Selection:
○ ○ ○ ○ ○ ○ ○
Advertisements begin to appear in urban newspapers in the 1850s and national monthly magazines in the 1860s. At first only in black-and-white, color ads began to appear by the mid-1890s. Many (but not all) of the advertisements included in the Grinnell College collection are in color, and many take up a full page or are in the two-page-spread format. While ads for spring-motor driven, fully acoustic phonographs are the primary focus of the collection, ads heralding the availability of radios, either on their own or as a component alongside an electrified phonograph, are also included, along with a few ads for sound capture and playback technologies that developed around the middle of the 20th century.
We present below several themes that were drawn on by the recording industry and advertising agencies in their advertising. For each theme, one or a few ads will be presented as illustrations of them.
Celebrity Endorsement: Boasting about a company’s products was often validated in ads through celebrity endorsement. The celebrities are usually the musicians heard on the recordings but, as the second example illustrates, other celebrities can be enlisted.
Award Winning: Around the turn of the 20th century, recording companies sought out awards for their record players and phonograms at World Expositions. Such endorsements were utilized to the advantage of the “winning” recording companies even though who was doing the judging and on what criteria they were basing their awards are seldom if ever mentioned.
A Phonograph for Every Stratum of Society: Recording companies produced a diverse array of phonographs, each targeting a market of consumers who could afford to purchase a phonograph whose price tag reflected their financial means. Remember when looking at the prices of these advertised phonographs that they ARE NOT in present-day dollars.
Breadth of Repertoire: Recording companies would often boast about the breadth of musical repertoire and styles that they made available, as the Victor company does in the final paragraph of this ad. “We produce something for everyone” is the pitch they were making to the general public.
Life-like Sound of Recordings: Recording companies often told their potential customers in their ads that there was no qualitative difference between experiencing a great performer’s voice (or the instrument they were performing) live and on a phonogram. This was, of course, not true, especially in the early decades of sound capture. There must have been a belief amongst creators of ads that if you tell the consumer public something consistently and over a period of time, they (the consumers) will come to believe it. [See also the ad about Edison’s “tone tests” in the Special Topics essay “Is the Phonograph a Musical Instrument” elsewhere on this website.]
Education and Edification: Many record company advertisements were directed to women, who were tasked with bringing up well educated and edified children. Having and playing in the home for the benefit of one’s children, recordings of “the best” music was pitched in ads—very consciously to mothers--as a means of accomplishing these ends.
Dance at Home: In the early years of the 20th century, dancing at home was much more common than it is today. Yet another selling point for record companies, who boasted about both the robust sound output of their phonographs and the quality of the dance bands who they recorded.
○ ○ ○ ○ ○ ○ ○
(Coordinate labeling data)

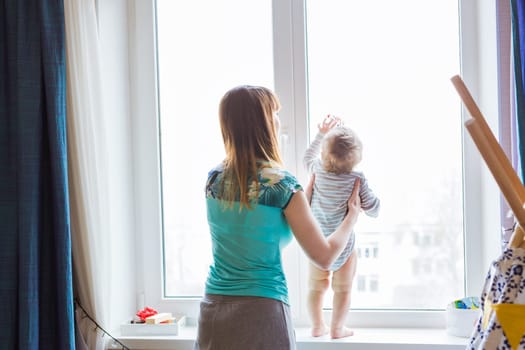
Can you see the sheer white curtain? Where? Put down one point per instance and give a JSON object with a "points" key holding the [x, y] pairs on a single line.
{"points": [[87, 139]]}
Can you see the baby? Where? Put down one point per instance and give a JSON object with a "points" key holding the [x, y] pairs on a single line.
{"points": [[341, 151]]}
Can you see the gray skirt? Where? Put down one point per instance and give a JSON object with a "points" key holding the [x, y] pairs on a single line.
{"points": [[244, 323]]}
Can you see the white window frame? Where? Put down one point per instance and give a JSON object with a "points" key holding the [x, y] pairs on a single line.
{"points": [[479, 63]]}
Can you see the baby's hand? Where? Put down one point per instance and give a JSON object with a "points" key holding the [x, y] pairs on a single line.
{"points": [[329, 122]]}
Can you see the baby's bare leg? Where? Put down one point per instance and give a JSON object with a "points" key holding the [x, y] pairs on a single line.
{"points": [[342, 286], [318, 284]]}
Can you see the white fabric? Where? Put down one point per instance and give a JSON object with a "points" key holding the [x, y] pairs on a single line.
{"points": [[88, 178]]}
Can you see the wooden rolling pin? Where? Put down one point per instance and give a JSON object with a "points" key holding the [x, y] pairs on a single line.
{"points": [[508, 181]]}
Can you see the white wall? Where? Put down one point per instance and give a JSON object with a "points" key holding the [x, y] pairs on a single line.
{"points": [[113, 31]]}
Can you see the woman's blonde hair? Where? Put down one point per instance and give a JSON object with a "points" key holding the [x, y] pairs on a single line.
{"points": [[342, 150], [249, 130]]}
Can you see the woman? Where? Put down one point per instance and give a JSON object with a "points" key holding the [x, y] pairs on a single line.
{"points": [[254, 206]]}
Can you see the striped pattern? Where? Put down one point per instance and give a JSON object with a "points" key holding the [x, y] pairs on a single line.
{"points": [[330, 196]]}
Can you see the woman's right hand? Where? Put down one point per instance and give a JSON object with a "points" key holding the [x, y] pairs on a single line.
{"points": [[354, 202]]}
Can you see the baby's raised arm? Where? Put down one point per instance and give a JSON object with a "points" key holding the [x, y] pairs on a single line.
{"points": [[329, 122]]}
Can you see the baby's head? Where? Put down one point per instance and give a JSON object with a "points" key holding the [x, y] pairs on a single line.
{"points": [[342, 150]]}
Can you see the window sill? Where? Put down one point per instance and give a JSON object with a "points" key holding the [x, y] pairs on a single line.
{"points": [[364, 339]]}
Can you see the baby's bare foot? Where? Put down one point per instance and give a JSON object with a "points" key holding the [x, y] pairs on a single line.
{"points": [[320, 331], [336, 333]]}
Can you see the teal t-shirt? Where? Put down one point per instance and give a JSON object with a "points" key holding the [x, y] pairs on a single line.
{"points": [[247, 244]]}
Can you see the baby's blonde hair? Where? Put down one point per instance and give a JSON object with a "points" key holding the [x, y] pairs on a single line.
{"points": [[342, 150]]}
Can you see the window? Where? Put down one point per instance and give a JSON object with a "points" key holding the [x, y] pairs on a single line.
{"points": [[387, 77]]}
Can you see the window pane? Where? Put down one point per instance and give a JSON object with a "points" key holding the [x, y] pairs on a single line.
{"points": [[204, 49], [385, 68]]}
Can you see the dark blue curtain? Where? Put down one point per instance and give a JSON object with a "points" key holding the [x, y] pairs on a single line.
{"points": [[518, 42], [36, 299]]}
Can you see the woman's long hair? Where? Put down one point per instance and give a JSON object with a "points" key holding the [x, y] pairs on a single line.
{"points": [[249, 129]]}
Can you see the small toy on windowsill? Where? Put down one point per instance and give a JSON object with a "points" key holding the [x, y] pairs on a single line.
{"points": [[149, 321]]}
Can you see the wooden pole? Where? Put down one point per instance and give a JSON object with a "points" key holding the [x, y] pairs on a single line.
{"points": [[508, 181]]}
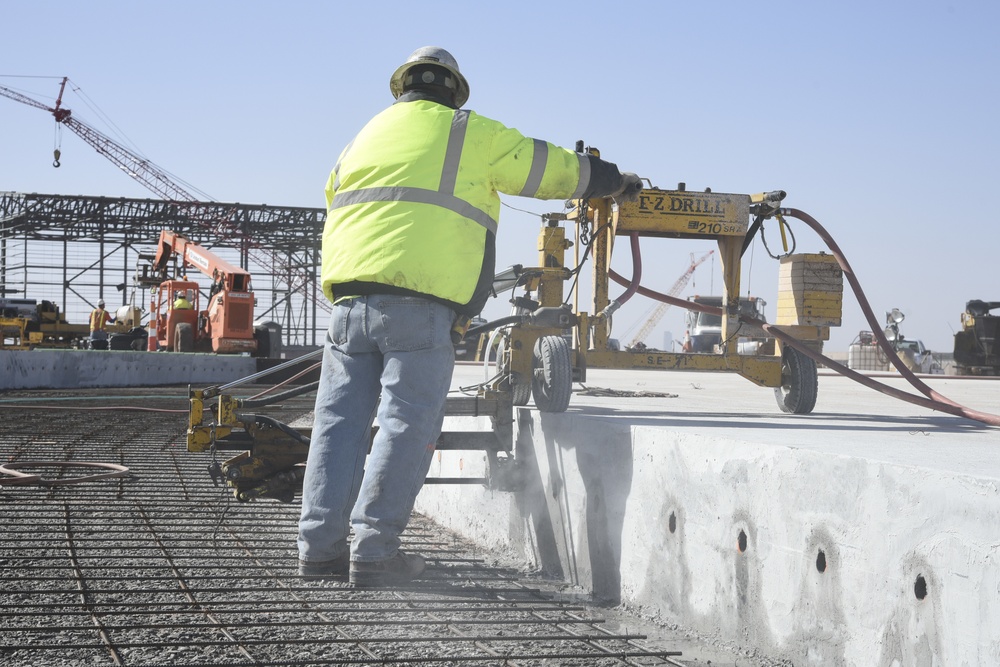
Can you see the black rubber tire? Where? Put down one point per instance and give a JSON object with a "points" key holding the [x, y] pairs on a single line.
{"points": [[263, 337], [520, 393], [552, 384], [799, 383], [183, 338]]}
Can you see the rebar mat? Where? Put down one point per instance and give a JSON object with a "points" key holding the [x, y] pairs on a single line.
{"points": [[160, 567]]}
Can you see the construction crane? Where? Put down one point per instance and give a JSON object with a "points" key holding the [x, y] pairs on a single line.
{"points": [[136, 166], [662, 307], [159, 182]]}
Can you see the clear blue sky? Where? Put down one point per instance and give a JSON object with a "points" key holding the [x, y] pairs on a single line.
{"points": [[880, 119]]}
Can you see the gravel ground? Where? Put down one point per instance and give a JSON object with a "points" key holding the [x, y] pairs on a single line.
{"points": [[161, 567]]}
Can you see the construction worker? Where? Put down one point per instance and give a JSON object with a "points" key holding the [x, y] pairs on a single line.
{"points": [[181, 302], [408, 248], [99, 319]]}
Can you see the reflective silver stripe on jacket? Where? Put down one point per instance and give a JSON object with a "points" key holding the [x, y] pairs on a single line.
{"points": [[443, 197], [417, 196], [336, 167], [453, 154], [539, 156], [584, 176]]}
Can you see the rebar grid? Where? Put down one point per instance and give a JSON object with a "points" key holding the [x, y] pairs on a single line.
{"points": [[162, 567]]}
○ ○ ○ ○ ○ ○ ○
Set task 1: According to the text on phonograph advertising, by when had color ads begun to appear?
Set task 2: Reproduce the records from the line containing "Can you see the black" through the end of the records, requests included, and only those lines. Multiply every coordinate in the answers by 2, rounding to whole numbers with halves going up.

Full response 1: By the mid-1890s.

Full response 2:
Can you see the black rubber tire? Where? Put down one point per instance and give a JSON object with a "points" key holding the [x, y] pairs on a single line.
{"points": [[526, 674], [1040, 786], [1104, 768], [1598, 766], [366, 676]]}
Can you see the rebar mat? Where? Put down one point per instance and give a JSON object with a "points" key holding the [x, y] pairs on a single line.
{"points": [[320, 1134]]}
Can you see the construction crane? Where? Put down one point per instance and give a JSON object with a "points" key holding the [x, y] pairs on a single line.
{"points": [[272, 332], [1324, 614], [318, 364]]}
Can you see the clear blue sky? Where? Put down one point per instance and give a JSON object with a "points" key holding the [x, y] pairs on a single line.
{"points": [[1760, 238]]}
Can you see the gravel ground? Where? Put down one point per instance and give a JSON object with a "points" key holding the [x, y] pairs on a single line.
{"points": [[322, 1134]]}
Can you see the construction worker? Where? Put down one point per instance and give a JSON object with a "points" key holding the [x, y] pairs on a single line.
{"points": [[362, 604], [816, 496], [198, 638]]}
Can you see the reflective silver stripe on jacket? Where? Put down one point per instance and give a JSON object with a "points" key holding the [x, y] pairs on a single line.
{"points": [[886, 394], [834, 392], [672, 334], [906, 308], [1078, 312], [1168, 352]]}
Can you see the rebar grid? Where? Put down one point per instance and give a JSON object with a "points" key holding the [x, y] pairs on a single line.
{"points": [[324, 1134]]}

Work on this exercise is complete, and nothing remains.